How to complete this task -
Copy all of the records below, swapping every "positive clicks" for "foreground clicks" and changing nothing else.

Records provided -
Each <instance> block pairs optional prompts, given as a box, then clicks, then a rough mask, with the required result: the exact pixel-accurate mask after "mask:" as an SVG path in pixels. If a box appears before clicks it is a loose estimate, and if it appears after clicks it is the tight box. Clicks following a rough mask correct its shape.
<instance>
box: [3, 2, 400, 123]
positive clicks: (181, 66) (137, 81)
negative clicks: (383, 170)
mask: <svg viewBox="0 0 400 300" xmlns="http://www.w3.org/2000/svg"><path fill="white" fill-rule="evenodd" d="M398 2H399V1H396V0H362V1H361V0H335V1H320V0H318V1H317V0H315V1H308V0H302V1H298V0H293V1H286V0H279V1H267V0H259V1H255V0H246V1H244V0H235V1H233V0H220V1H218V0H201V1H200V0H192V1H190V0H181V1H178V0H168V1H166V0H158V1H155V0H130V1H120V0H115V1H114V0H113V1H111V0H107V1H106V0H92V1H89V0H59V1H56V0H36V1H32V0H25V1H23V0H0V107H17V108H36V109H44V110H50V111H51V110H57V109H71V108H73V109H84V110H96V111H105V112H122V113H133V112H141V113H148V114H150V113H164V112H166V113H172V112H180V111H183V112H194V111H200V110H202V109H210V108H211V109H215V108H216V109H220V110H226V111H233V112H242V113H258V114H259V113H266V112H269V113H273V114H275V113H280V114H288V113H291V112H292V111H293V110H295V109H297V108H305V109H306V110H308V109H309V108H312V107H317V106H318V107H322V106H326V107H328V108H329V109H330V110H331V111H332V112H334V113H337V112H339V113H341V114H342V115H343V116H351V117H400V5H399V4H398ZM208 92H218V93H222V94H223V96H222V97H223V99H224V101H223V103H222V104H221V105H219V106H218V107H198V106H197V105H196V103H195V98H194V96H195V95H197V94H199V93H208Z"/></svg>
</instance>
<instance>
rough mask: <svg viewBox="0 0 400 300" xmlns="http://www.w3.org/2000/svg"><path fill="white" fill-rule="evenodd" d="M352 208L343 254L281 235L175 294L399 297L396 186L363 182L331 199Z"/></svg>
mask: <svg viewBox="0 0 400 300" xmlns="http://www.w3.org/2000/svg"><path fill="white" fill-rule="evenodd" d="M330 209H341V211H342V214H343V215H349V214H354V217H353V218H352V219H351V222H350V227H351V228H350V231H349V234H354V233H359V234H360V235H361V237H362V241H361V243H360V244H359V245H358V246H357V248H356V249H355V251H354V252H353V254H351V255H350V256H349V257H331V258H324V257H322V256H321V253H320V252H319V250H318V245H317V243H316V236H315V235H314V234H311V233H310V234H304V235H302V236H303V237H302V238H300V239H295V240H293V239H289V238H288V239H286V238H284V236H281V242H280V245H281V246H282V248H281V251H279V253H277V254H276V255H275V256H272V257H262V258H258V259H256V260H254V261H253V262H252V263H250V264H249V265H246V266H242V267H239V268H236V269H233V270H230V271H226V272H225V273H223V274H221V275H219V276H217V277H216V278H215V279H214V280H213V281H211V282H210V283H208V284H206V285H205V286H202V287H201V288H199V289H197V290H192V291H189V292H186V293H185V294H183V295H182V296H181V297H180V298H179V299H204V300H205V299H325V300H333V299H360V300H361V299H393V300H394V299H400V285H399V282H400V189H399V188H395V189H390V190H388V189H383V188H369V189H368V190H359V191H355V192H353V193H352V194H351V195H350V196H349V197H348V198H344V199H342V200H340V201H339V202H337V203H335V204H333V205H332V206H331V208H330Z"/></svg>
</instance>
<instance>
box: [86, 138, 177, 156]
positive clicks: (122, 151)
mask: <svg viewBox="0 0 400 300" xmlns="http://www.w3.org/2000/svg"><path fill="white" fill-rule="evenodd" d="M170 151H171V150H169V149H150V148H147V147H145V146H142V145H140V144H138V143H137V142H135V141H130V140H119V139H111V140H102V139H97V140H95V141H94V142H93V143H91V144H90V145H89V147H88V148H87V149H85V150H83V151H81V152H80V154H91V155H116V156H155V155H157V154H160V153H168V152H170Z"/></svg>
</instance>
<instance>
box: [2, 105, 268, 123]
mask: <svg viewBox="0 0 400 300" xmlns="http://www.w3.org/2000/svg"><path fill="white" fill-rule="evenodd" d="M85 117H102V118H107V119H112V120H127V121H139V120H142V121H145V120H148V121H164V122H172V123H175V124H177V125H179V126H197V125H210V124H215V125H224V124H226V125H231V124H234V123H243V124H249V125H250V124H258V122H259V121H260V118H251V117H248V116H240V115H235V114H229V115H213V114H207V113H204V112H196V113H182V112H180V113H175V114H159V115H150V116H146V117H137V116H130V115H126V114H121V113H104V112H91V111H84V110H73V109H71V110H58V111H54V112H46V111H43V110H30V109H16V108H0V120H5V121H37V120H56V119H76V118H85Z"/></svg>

Result of this task -
Each <instance> block pairs optional prompts, given as a box, then clicks, then a rough mask, with the required result: the exact pixel-accurate mask after "mask:" as an SVG path in pixels. If a box appears before clicks it is a loose estimate, and if it appears after clicks it is the tight box. Clicks following a rough mask correct its shape.
<instance>
box: [3, 2, 400, 123]
foreground clicks: (181, 66) (137, 81)
negative clicks: (383, 170)
mask: <svg viewBox="0 0 400 300" xmlns="http://www.w3.org/2000/svg"><path fill="white" fill-rule="evenodd" d="M398 2H399V1H396V0H362V1H361V0H335V1H320V0H318V1H317V0H315V1H308V0H302V1H298V0H293V1H286V0H279V1H267V0H259V1H255V0H246V1H244V0H235V1H233V0H220V1H218V0H201V1H200V0H192V1H190V0H181V1H178V0H168V1H166V0H158V1H155V0H130V1H120V0H115V1H114V0H113V1H111V0H107V1H106V0H92V1H89V0H59V1H56V0H36V1H32V0H25V1H23V0H0V107H17V108H36V109H44V110H50V111H51V110H57V109H71V108H73V109H84V110H96V111H105V112H122V113H133V112H141V113H148V114H150V113H164V112H166V113H172V112H180V111H183V112H194V111H200V110H202V109H210V108H211V109H215V108H216V109H220V110H226V111H233V112H242V113H258V114H259V113H266V112H269V113H273V114H275V113H280V114H288V113H291V112H292V111H293V110H295V109H297V108H305V109H306V110H308V109H309V108H312V107H317V106H318V107H322V106H326V107H328V108H329V109H330V110H331V111H332V112H334V113H337V112H339V113H341V114H342V115H343V116H351V117H400V5H399V4H398ZM208 92H218V93H222V94H223V96H222V97H223V99H224V101H223V103H222V104H221V105H219V106H218V107H198V106H197V105H196V103H195V98H194V96H195V95H197V94H199V93H208Z"/></svg>
</instance>
<instance>
rough mask: <svg viewBox="0 0 400 300" xmlns="http://www.w3.org/2000/svg"><path fill="white" fill-rule="evenodd" d="M352 208L343 254L281 235L175 294L399 297L396 186L363 182L331 199Z"/></svg>
mask: <svg viewBox="0 0 400 300" xmlns="http://www.w3.org/2000/svg"><path fill="white" fill-rule="evenodd" d="M330 209H341V211H342V214H343V215H349V214H354V217H353V218H352V219H351V222H350V227H351V228H350V231H349V234H354V233H359V234H360V235H361V237H362V241H361V243H360V244H359V245H358V246H357V248H356V249H355V251H354V252H353V254H351V255H350V256H349V257H331V258H324V257H322V256H321V253H320V252H319V250H318V245H317V243H316V236H315V235H314V234H311V233H310V234H304V235H302V236H303V237H302V238H300V239H295V240H293V239H289V238H288V239H286V238H284V236H281V242H280V245H281V246H282V248H281V251H279V253H277V254H276V255H275V256H272V257H262V258H258V259H256V260H254V261H253V262H252V263H250V264H249V265H246V266H242V267H239V268H236V269H233V270H230V271H226V272H225V273H223V274H221V275H219V276H217V277H216V278H215V279H214V280H213V281H211V282H210V283H208V284H206V285H205V286H202V287H201V288H199V289H197V290H192V291H189V292H186V293H185V294H183V295H182V296H181V297H180V298H179V299H204V300H205V299H325V300H333V299H360V300H361V299H393V300H394V299H400V285H399V282H400V189H399V188H395V189H390V190H388V189H383V188H369V189H368V190H359V191H355V192H353V193H352V194H351V195H350V196H349V197H348V198H344V199H342V200H340V201H339V202H337V203H335V204H333V205H332V206H331V208H330Z"/></svg>
</instance>
<instance>
box: [86, 138, 177, 156]
foreground clicks: (122, 151)
mask: <svg viewBox="0 0 400 300" xmlns="http://www.w3.org/2000/svg"><path fill="white" fill-rule="evenodd" d="M170 151H171V150H169V149H150V148H147V147H145V146H142V145H140V144H138V143H137V142H135V141H130V140H119V139H111V140H102V139H97V140H95V141H94V142H93V143H91V144H90V145H89V147H88V148H87V149H85V150H83V151H81V152H80V154H91V155H116V156H155V155H157V154H160V153H168V152H170Z"/></svg>
</instance>
<instance>
box: [2, 105, 268, 123]
mask: <svg viewBox="0 0 400 300" xmlns="http://www.w3.org/2000/svg"><path fill="white" fill-rule="evenodd" d="M85 117H102V118H107V119H112V120H127V121H139V120H142V121H145V120H148V121H164V122H172V123H175V124H177V125H179V126H197V125H210V124H215V125H224V124H226V125H231V124H234V123H243V124H249V125H250V124H258V122H259V121H260V118H251V117H248V116H240V115H235V114H229V115H213V114H207V113H204V112H196V113H182V112H180V113H175V114H159V115H150V116H146V117H137V116H130V115H126V114H121V113H104V112H91V111H84V110H73V109H71V110H58V111H54V112H46V111H43V110H30V109H16V108H0V120H5V121H37V120H56V119H76V118H85Z"/></svg>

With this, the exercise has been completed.